** DIRECTIVES **
1 - Quote each sentence in the post on beach trash that uses the word "fight."
2 - Reproduce the passage of the post on beach trash that begins at the words "One man's trash" and stops after "looks like this.".
3 - Answer these questions from the post on beach trash:
(a) For how long has trash been cleaned off the beach at False Bluff?
(b) Who in Bluefields is fighting trash?
(c) Which stretches of beach still look like the picture described?

** EXCERPT **
---------------

28 August 2022

One man's trash is usually still just trash

At False Bluff we've cleaned trash off the beach for more than a decade and still more trash rolls in on every tide. It would be wonderful if the stuff rolled out with the same regularity. Keeping the beach clean is a never ending fight as earlier photos throughout this blog show.

What you see in the picture immediately below used to be typical of our section of beach. If you take a stroll up or down the beach you will see how easy it is to locate just where False Bluff begins and ends...you can't get lost. The beach to the north of us and the beach to the south of us still looks like this.

Now Bluefields has a mayor who is waging the same sort of fight against trash that we've been waging. But his is an urban environment with a lot more people to help clean up. He's going to have a fight nonetheless.

---------------

** DATA SHOWN **
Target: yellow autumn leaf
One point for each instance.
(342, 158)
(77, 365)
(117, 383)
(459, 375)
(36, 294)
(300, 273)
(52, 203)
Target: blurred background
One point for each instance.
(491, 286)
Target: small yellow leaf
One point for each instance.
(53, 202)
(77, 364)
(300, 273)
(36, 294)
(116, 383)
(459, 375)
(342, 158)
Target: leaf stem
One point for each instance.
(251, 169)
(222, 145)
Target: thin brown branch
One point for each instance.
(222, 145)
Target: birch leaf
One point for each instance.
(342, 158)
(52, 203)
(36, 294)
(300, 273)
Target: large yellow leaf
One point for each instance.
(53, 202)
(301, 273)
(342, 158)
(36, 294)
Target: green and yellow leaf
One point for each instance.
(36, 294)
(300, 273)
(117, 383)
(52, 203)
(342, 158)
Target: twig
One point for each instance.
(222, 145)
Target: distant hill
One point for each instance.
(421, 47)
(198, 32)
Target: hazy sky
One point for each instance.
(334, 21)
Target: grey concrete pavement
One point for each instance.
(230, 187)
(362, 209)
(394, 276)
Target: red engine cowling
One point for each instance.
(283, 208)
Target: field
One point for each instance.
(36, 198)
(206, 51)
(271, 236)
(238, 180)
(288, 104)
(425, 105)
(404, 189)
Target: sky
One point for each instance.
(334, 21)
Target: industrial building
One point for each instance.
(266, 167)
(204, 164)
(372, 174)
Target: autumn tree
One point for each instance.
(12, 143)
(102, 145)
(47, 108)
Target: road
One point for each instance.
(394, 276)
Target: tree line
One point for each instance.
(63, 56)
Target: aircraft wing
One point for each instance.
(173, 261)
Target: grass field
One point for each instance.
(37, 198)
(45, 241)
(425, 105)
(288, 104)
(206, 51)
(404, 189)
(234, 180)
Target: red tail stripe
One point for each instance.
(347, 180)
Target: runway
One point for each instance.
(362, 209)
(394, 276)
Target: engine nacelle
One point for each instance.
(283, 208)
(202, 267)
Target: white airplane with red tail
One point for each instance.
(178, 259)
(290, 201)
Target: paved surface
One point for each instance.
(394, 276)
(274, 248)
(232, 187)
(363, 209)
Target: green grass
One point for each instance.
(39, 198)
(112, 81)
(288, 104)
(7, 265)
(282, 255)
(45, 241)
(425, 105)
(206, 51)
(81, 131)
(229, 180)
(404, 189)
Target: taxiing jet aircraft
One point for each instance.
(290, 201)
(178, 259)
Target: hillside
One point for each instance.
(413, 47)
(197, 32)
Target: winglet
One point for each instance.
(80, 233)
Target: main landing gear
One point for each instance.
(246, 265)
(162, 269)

---------------

** PER-TASK OUTPUTS **
1 -
- "Keeping the beach clean is a never ending fight as earlier photos throughout this blog show."
- "Now Bluefields has a mayor who is waging the same sort of fight against trash that we've been waging."
- "He's going to have a fight nonetheless."

2 -
One man's trash is usually still just trash

At False Bluff we've cleaned trash off the beach for more than a decade and still more trash rolls in on every tide. It would be wonderful if the stuff rolled out with the same regularity. Keeping the beach clean is a never ending fight as earlier photos throughout this blog show.

What you see in the picture immediately below used to be typical of our section of beach. If you take a stroll up or down the beach you will see how easy it is to locate just where False Bluff begins and ends...you can't get lost. The beach to the north of us and the beach to the south of us still looks like this.

3 -
(a) For more than a decade.
(b) The mayor.
(c) The beach to the north and the beach to the south of False Bluff.